··· Source passage

Facebook is such a huge social media platform that various hackers use it as a training ground or even as an initial step towards a more sophisticated targetted attack. In a recent report sent to us, a user received a message from a friend through Messenger. It appears to be harmless at first glance. It leverages in what we all Filipinos are prone to – returning a favor.
Drafted in Tagalog, the message reads “favor pls para lang sa points ko click m ung link tapos click m ung 500 tapos search m name ko tapos click gift. salamat”. Who would not fall for this one, right? The way the message was typed is very much the same how most of our friends (this one’s subjective though) send us a message nowadays. A lot of people would most likely click on the link that was sent along with the message.
But, here’s what makes this phishing technique even more effective.
The people behind this attack used a URL shortener service that hides the exact website where users will be redirected to. Web security filtering services would’ve categorized it as clean unless they use a multilayer crawler that checks all the underlying URLs.
The domain that was used could be any other hacked domains out there. These cybercriminals would only have to invest in hacking skills rather than buying domains for this purpose. Not only that this makes their jobs easy, it also keeps them off from leaving any traces.

······
··· Material shown

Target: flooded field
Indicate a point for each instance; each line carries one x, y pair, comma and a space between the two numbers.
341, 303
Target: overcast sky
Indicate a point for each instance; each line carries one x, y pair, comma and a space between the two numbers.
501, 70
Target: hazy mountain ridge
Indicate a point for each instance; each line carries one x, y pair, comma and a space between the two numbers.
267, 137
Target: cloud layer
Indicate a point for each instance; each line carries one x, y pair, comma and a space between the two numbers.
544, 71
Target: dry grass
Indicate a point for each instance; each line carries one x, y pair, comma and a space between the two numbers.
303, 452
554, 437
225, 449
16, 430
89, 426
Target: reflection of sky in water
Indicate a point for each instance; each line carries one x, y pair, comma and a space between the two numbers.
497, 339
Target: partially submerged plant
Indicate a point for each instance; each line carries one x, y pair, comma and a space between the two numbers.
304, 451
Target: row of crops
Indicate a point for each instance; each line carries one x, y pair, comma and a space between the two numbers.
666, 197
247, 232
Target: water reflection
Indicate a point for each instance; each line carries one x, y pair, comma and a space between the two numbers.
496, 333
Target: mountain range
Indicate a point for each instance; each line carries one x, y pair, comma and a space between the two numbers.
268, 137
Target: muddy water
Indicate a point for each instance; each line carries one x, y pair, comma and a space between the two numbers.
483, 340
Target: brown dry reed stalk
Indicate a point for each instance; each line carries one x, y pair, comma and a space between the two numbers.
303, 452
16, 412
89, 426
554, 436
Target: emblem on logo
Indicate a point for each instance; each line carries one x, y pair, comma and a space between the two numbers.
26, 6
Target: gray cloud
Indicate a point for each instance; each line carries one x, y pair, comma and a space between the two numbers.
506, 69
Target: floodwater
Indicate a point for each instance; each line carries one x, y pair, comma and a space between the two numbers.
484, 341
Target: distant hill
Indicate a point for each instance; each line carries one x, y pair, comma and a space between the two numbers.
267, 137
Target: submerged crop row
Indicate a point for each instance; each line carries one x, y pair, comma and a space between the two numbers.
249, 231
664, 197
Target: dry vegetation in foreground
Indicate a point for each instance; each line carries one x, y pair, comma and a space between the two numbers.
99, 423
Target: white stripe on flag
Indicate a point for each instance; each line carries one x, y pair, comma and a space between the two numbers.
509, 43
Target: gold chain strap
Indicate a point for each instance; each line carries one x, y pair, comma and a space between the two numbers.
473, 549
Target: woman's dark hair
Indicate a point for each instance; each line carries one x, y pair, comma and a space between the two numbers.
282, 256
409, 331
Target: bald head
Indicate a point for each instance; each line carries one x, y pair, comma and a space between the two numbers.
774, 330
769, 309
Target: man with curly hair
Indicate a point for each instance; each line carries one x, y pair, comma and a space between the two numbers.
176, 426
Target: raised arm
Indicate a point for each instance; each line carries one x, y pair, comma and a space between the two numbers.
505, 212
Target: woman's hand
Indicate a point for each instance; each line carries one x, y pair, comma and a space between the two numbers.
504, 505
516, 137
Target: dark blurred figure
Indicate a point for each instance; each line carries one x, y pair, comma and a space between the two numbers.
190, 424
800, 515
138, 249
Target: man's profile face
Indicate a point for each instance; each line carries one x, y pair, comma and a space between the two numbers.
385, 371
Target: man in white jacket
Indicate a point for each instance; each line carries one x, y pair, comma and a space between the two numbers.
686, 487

······

### Work order
Rewrite the phishing article, beginning at the words "Drafted in Tagalog, the" and stopping after "with the message.", with "message" changed to "text". The entries are separate material and have no connection to the phishing article.

### Response box
Drafted in Tagalog, the text reads “favor pls para lang sa points ko click m ung link tapos click m ung 500 tapos search m name ko tapos click gift. salamat”. Who would not fall for this one, right? The way the text was typed is very much the same how most of our friends (this one’s subjective though) send us a text nowadays. A lot of people would most likely click on the link that was sent along with the text.